Raw records:
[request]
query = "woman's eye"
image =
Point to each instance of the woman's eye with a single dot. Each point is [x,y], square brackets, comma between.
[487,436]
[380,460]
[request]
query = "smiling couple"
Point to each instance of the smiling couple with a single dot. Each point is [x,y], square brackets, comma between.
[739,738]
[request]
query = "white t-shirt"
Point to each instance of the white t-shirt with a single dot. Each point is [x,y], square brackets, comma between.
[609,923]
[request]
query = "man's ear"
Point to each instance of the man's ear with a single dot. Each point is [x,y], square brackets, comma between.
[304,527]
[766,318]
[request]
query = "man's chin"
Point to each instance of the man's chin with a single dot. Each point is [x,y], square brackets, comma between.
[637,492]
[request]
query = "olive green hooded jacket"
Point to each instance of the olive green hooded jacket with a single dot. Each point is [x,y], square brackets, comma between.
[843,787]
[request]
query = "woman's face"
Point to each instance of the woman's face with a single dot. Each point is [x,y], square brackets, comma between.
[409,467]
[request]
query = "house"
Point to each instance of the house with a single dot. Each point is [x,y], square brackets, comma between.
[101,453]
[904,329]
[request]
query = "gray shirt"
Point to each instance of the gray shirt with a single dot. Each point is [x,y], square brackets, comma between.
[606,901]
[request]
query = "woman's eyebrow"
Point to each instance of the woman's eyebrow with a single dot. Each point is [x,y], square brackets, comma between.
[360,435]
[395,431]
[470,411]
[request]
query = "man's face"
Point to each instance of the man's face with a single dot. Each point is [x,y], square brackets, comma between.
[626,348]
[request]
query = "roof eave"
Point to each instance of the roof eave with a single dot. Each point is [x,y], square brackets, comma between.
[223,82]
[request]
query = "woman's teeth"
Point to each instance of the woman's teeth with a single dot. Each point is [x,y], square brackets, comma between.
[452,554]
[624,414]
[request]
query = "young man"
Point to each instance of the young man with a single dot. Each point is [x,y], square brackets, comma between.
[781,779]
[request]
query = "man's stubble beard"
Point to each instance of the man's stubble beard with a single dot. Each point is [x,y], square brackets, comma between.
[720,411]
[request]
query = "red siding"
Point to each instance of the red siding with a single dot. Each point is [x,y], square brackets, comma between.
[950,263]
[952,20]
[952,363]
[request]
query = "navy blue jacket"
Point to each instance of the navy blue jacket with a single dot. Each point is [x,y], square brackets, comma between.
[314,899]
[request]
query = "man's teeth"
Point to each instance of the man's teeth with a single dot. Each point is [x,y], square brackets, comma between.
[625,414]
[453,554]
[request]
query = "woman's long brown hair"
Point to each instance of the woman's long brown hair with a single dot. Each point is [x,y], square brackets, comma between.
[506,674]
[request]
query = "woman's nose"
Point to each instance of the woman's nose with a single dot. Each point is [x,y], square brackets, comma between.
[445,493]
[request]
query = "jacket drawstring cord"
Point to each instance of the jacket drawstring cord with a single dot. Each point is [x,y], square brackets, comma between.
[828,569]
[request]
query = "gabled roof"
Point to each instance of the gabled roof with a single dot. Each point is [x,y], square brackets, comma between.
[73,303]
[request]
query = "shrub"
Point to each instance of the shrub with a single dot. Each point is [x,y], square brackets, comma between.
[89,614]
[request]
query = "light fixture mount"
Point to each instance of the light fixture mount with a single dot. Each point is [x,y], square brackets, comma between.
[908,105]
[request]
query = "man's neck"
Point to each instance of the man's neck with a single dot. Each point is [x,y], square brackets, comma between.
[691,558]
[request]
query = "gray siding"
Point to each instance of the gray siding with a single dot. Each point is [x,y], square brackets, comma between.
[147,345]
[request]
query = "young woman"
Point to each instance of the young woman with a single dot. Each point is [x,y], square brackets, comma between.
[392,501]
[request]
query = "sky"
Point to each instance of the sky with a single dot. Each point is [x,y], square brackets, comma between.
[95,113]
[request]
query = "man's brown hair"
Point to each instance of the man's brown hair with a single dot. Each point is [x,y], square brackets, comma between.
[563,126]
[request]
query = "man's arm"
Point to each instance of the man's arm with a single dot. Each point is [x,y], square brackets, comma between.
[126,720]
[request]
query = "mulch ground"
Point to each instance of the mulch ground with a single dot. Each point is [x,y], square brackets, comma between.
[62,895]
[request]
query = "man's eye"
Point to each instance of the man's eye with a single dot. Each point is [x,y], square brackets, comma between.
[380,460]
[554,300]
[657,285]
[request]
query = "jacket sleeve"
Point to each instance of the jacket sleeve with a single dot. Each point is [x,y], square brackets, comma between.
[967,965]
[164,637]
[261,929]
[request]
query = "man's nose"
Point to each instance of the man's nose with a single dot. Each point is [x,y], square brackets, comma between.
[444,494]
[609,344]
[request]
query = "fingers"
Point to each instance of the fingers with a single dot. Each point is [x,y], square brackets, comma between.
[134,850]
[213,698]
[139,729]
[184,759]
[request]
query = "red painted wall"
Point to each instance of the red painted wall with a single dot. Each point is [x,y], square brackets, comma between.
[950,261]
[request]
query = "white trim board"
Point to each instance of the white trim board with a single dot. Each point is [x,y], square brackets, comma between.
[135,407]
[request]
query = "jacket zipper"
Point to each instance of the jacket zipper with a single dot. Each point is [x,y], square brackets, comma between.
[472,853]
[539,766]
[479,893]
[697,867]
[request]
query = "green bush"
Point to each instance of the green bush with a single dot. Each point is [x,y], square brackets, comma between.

Task instructions:
Transcribe each record exactly. Leave nothing out.

Response to the exercise:
[request]
query = "woman's eye"
image =
Point to each instance of the woman's eye with a single dot. Each point is [x,y], square brackets, comma between.
[487,436]
[380,460]
[request]
query = "smiling couple"
Point to each instance of the smiling couple with a single dot. Each point is [x,y], square brackets, comma between.
[739,738]
[request]
query = "white t-shirt"
Point to each instance of the white t-shirt with a single dot. Each point is [x,y], square brackets, comma between.
[609,923]
[request]
query = "man's ear"
Point to each instance of the man's ear with a single dot. Each point is [x,y], square brackets, comma between.
[304,527]
[766,318]
[request]
query = "man's chin"
Point to each instance of the man's chin with a single dot. Each point is [x,y], square brackets, comma between.
[637,492]
[request]
query = "olive green hooded jacket"
Point to each instance of the olive green hooded jacket with a single dot. Each point is [x,y], square brackets, comma between.
[843,787]
[request]
query = "woman's face"
Point to each instance of the woman's face with a single dot. Each point is [x,y], square brackets, comma between.
[409,467]
[request]
query = "house"
Point to each instance of the house with a single dot. Each point is [x,y], square brackets, comma between.
[101,453]
[904,329]
[request]
query = "gray shirt"
Point to each instance of the gray shirt with a single dot. Each point is [x,y], square brackets, comma between.
[606,901]
[request]
query = "woman's eyebrow"
Point to each instance of the woman's eyebrow with a single dot. Each point is [x,y], square brackets, comma between.
[360,435]
[395,431]
[470,411]
[request]
query = "man's face"
Point to each instance of the man's face with a single dot. Each point is [x,y], square brackets, comma between.
[626,348]
[request]
query = "roof eave"
Point to each instance of the roof eave with a single dot. Each point is [x,y], square brackets, comma between.
[223,82]
[request]
query = "woman's teeth"
Point to each instance of the woman's teeth with a single dot. Each point is [x,y], square brackets, comma between.
[452,554]
[624,414]
[request]
query = "young man"
Point to each instance of the young man with a single dot. Each point is [x,y], square brackets, comma between.
[781,779]
[request]
query = "man's stubble beard"
Point to each instance of the man's stubble beard with a single dot. Each point is [x,y], square brackets, comma between.
[720,411]
[request]
query = "red siding"
Point to each instance of the red siding with a single dot. Each point is [x,y], square brackets, comma between.
[950,263]
[952,20]
[952,363]
[request]
query = "navy blue jacket"
Point to each instance of the navy blue jacket with a single dot. Each point is [x,y], square brackets, comma between.
[314,899]
[request]
query = "man's teeth"
Point to each instance of the man's teeth with a single dot. Each point is [x,y], square brackets, comma between.
[625,414]
[453,554]
[request]
query = "woman's long brown hair"
Point to each instance of the woman's long brown hair with a single dot. Each point is [x,y], square brackets, comma between.
[506,674]
[request]
query = "woman's nose"
Point to each instance of the woman's nose with a single dot. Each point is [x,y], square brackets, comma between.
[445,493]
[request]
query = "jacket drawstring cord"
Point to each instance of the jacket drawstring cord with a single dot. Each point is [x,y], square brackets, comma between.
[828,569]
[request]
query = "gabled roof"
Point to each instance of the gabled roof with a single dot. Each point is [x,y], square brackets, comma between.
[73,303]
[request]
query = "shrub"
Point to each instance of the shrub with a single dot. Each point is [x,y], square brackets, comma between.
[89,614]
[request]
query = "light fixture mount"
Point to each instance of the light fixture mount with a single dot. Each point is [x,y], square brackets, comma between.
[908,105]
[request]
query = "man's neck"
Point to each instance of the man's neck with a single dot. Each point is [x,y], square brackets, comma between.
[691,558]
[request]
query = "gray siding"
Point to each instance of the gray siding with a single dot. Each point is [x,y], square brackets, comma between.
[147,345]
[request]
query = "young woman"
Point to each instance of the young woman with a single dot. Each point is [x,y], square brackets, comma between.
[392,501]
[request]
query = "sky"
Point to each instance of the sky with a single dot. Each point is [x,y], square brackets, comma between.
[95,113]
[request]
query = "man's brown hair"
Point to each instance of the man's brown hair with a single dot. Each point is [x,y], square brackets, comma between.
[563,126]
[request]
query = "man's arm"
Point to each instance of the man's arm with a single dot. Each point is [x,y], square brackets, comma between.
[126,720]
[request]
query = "mulch ground"
Point to each instance of the mulch ground with a single dot. Each point is [x,y], square brackets, comma between.
[62,895]
[request]
query = "man's eye"
Point to each instance of the man's eye with a single dot. Each point is [x,y], square brackets, comma between.
[380,460]
[554,300]
[657,285]
[request]
query = "jacket sleeve"
Point to each instance of the jacket sleeve with a single dot. Each point is [x,y], square brackets, comma between.
[967,965]
[164,637]
[261,929]
[request]
query = "man's nose"
Point to each instance of the man's nose with a single dot. Each point is [x,y], square brackets, comma between.
[444,494]
[609,344]
[request]
query = "fingers"
Point to each instance of the fingers with a single dot. Each point is [x,y], square brackets, comma between.
[134,850]
[213,698]
[139,729]
[184,759]
[request]
query = "red painted wall"
Point to each instance of the red painted wall with a single dot. Each point is [x,y], square brackets, comma between.
[950,261]
[request]
query = "white trim board"
Point to each instance of the white trim board with a single dot. Each point is [x,y], square brackets, comma between.
[135,407]
[request]
query = "jacket zipper"
Point to each instance of the jacket zipper with a single dot. Each point is [x,y], square brackets, comma between.
[472,853]
[539,766]
[479,893]
[697,867]
[request]
query = "green bush"
Point to each instance of the green bush with a single dot. Each point is [x,y], square brackets, comma between.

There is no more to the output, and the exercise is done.